---------- PAGE

Just think how much more appealing a game of poker is with a luxurious green felt table
and weighted poker chips.
Well, Quarriers maybe isn't quite there yet, but I can't deny that when you're sat next
to more than 100 lovely, beautiful custom dice, there's a kind of a magnetic pulse of
them.
You gave it to me, it's mine.
A game of quarriers goes like this.
A random assortment of its gem-like dice are laid out and up for grabs in this sort of
central market.
On their turn, players draw six dice from their velveteen pouch and roll them.
Eventually, the faces you roll might represent monsters or spells, but since everyone starts
the game with a bag of crap, to begin with, you'll mostly just be rolling a lot of quiddity,
the supernatural currency of the game.
Quiddity's great, because the last thing you get to do on your turn is spend any quiddity
rolls to pick up more spells on monsters or other dice that you'll pop into the mouth
of your bag.
In the early game of quarriers, the focus is quiddity, in building an economy that'll
let you grab dice at the table.
In the late game, what you really want are a ton of monsters.
You want your bag to be a fearsome monster spewing abyss, because it's only in keeping
monsters alive that you'll win glory points that'll ultimately win you the game.
Ah, it's almost like being back at school, you know, collecting marbles in the playground.

--------------------

### TASK REQUIREMENTS:
Check each statement against the passage on Quarriers. Give yes or no, and quote the words from the passage that settle it. (a) On their turn, players take six dice from their pouch and roll them. (b) Glory points are earned by collecting quiddity. (c) Spending quiddity is the first thing a player does on a turn.

---------- DATASET SECTION

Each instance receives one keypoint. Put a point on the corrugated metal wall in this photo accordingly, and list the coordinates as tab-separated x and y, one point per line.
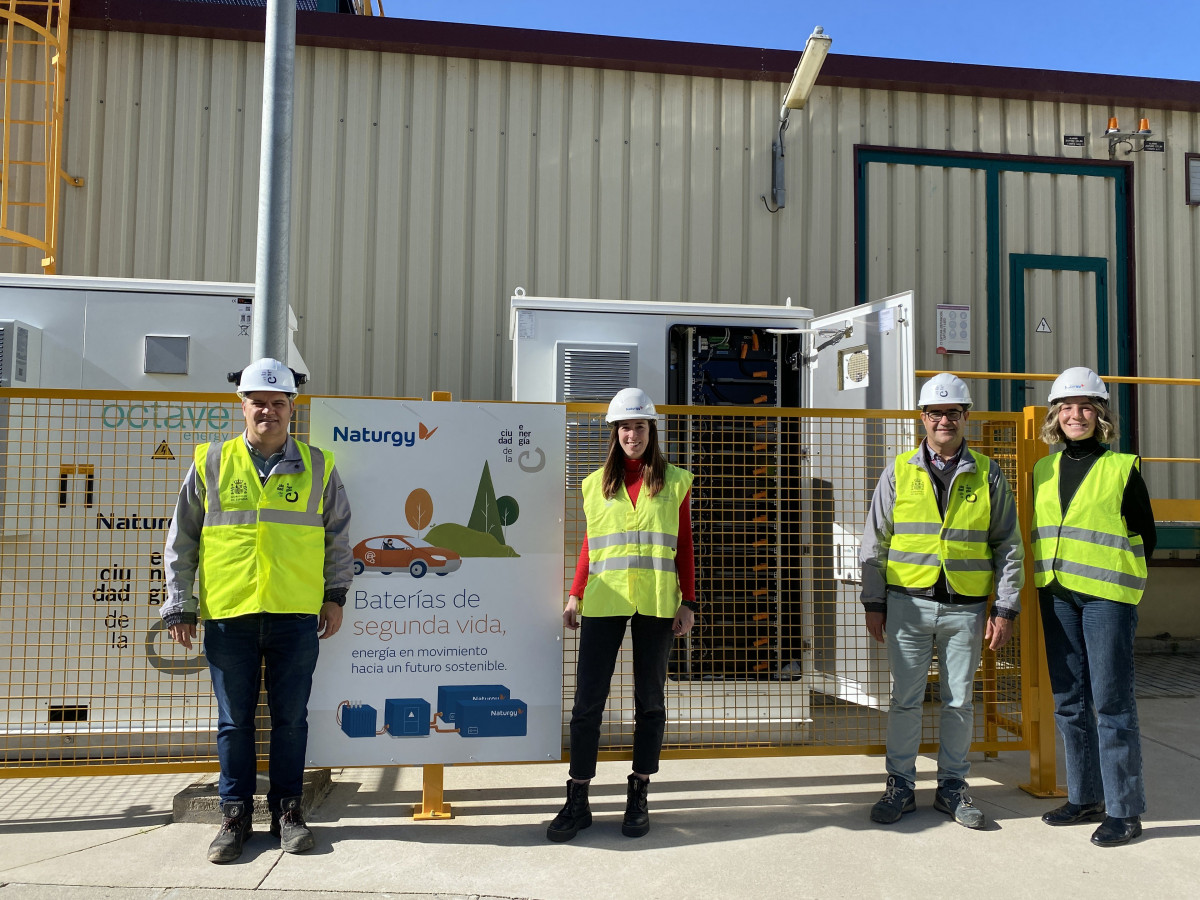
427	189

--------------------

### SOLVED PROBLEM:
(a) Yes: "players draw six dice from their velveteen pouch and roll them."
(b) No: "it's only in keeping monsters alive that you'll win glory points"
(c) No: "the last thing you get to do on your turn is spend any quiddity"